BEGIN

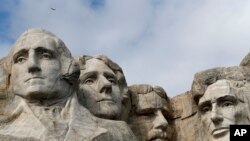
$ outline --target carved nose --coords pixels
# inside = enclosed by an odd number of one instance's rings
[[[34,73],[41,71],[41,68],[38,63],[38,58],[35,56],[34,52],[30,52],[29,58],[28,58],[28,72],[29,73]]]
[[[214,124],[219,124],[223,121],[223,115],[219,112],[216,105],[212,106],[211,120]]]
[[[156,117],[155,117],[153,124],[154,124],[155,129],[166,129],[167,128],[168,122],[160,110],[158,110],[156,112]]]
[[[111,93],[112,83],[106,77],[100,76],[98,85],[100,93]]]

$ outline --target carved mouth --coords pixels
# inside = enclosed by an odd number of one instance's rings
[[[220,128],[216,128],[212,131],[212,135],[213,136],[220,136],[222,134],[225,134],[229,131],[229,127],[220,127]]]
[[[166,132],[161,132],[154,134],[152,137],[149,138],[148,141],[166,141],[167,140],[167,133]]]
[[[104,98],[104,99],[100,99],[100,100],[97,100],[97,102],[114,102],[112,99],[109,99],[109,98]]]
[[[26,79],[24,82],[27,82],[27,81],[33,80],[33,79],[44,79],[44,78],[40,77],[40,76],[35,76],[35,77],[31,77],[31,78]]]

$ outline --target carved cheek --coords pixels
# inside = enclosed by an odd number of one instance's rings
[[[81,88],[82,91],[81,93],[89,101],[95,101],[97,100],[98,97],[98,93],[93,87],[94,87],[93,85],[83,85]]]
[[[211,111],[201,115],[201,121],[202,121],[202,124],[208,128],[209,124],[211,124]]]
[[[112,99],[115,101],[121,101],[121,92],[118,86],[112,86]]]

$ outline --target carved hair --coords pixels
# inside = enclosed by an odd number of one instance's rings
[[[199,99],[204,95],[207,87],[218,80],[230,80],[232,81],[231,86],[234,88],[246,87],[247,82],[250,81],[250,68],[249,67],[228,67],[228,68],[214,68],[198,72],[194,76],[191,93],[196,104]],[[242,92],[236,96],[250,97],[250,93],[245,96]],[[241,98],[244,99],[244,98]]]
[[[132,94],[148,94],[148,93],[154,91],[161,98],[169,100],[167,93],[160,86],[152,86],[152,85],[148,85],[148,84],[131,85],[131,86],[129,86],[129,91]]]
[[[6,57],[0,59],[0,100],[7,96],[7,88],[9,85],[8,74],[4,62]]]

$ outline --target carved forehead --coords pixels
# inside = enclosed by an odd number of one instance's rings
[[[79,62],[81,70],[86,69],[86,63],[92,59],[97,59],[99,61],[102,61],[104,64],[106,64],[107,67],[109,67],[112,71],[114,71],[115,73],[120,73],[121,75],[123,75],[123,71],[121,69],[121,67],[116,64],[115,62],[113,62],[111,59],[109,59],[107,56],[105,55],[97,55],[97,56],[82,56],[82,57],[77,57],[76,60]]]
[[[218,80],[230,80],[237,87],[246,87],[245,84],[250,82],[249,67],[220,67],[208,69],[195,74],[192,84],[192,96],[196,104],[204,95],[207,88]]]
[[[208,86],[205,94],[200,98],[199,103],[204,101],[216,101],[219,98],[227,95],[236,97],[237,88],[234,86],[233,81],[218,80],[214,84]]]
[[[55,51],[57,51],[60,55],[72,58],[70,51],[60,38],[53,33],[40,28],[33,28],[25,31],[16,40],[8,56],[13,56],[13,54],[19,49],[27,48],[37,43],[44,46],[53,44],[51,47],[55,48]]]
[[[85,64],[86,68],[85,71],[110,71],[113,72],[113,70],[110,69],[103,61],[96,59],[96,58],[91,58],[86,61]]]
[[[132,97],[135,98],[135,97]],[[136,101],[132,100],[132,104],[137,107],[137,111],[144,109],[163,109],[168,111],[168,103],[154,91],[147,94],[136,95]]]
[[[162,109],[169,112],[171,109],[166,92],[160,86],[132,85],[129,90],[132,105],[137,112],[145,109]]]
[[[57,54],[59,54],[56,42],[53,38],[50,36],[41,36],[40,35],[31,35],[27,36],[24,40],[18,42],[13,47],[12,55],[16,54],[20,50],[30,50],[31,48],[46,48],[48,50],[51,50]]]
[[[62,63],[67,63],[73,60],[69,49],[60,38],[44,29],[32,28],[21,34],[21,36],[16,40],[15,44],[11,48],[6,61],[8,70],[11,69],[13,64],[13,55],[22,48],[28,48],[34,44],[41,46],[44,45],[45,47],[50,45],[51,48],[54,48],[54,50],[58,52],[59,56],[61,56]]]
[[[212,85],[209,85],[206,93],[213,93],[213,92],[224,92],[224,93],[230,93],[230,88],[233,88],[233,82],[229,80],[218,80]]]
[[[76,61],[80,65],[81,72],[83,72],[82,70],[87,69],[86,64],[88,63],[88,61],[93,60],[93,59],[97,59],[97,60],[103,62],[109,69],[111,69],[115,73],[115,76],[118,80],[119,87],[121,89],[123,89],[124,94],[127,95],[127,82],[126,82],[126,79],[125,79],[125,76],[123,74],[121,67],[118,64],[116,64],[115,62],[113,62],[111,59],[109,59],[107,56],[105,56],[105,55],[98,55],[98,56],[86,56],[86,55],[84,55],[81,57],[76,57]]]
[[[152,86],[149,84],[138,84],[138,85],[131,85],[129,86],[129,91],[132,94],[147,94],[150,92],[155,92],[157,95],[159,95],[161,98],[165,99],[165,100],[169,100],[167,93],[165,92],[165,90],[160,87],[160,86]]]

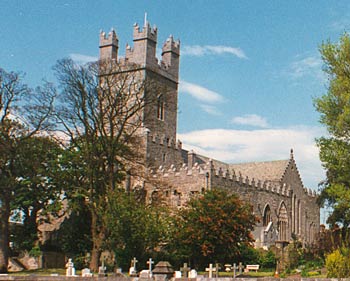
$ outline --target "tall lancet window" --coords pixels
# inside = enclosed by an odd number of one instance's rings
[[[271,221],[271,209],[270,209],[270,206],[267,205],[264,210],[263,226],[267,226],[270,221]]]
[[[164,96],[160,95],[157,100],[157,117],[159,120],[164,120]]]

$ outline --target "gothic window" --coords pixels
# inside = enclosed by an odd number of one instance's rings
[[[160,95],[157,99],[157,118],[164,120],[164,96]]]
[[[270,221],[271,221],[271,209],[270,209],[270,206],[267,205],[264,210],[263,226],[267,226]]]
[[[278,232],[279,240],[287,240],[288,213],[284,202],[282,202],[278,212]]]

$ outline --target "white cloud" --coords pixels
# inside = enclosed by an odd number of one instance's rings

END
BEGIN

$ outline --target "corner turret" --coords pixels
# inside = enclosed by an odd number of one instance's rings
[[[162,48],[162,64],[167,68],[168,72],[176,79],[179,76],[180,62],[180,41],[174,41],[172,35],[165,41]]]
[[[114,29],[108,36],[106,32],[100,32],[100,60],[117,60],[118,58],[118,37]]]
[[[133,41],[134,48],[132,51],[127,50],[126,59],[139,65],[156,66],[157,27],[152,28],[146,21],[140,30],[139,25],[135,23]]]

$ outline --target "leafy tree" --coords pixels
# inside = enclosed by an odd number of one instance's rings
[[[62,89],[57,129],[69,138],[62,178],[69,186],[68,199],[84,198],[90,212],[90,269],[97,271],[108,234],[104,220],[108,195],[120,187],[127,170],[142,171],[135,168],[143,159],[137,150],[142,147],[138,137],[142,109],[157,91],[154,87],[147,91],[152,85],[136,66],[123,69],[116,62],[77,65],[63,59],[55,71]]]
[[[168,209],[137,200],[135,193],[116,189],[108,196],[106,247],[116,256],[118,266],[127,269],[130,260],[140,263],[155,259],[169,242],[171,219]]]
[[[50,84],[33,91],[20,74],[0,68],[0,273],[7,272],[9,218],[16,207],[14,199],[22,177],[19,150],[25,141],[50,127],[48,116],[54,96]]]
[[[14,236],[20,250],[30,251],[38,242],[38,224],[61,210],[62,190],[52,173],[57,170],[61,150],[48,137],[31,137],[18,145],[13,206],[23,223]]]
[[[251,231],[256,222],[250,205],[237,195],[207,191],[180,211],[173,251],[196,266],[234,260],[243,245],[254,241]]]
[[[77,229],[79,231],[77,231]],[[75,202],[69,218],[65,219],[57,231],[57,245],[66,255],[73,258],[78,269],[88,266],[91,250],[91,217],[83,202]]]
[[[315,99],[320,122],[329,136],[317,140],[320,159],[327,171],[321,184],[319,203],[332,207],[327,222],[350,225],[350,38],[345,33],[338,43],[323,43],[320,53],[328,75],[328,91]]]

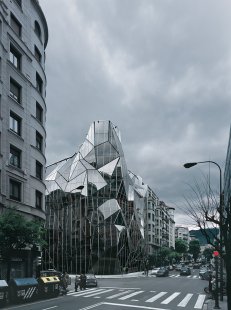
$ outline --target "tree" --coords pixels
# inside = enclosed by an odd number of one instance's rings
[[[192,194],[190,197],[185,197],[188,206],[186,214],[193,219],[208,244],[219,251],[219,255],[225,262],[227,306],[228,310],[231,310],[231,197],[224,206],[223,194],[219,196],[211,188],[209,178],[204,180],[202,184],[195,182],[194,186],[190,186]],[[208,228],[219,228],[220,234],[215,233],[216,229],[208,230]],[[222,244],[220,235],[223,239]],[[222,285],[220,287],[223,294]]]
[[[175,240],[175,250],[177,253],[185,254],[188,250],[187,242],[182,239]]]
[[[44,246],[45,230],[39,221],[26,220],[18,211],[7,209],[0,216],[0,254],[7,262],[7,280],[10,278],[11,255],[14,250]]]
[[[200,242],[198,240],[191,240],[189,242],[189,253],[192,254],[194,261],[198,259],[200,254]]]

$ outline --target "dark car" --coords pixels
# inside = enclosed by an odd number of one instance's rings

END

Of all the entries above, repeat only the lines from the line that has "nose --coords pixels" to the line that has "mouth --coords pixels", both lines included, exactly.

Solved exercise
$ outline --target carved nose --coords pixels
# inside = enclosed by an odd number of one instance's rings
[[[34,73],[41,71],[41,68],[38,63],[38,58],[35,56],[34,52],[30,52],[29,58],[28,58],[28,72],[29,73]]]
[[[214,124],[219,124],[223,121],[223,115],[219,112],[216,105],[212,106],[211,120]]]
[[[156,117],[155,117],[153,124],[154,124],[155,129],[166,129],[167,128],[168,122],[160,110],[158,110],[156,112]]]
[[[111,93],[112,83],[106,77],[100,76],[98,85],[100,93]]]

$ outline --target carved mouth --coords pixels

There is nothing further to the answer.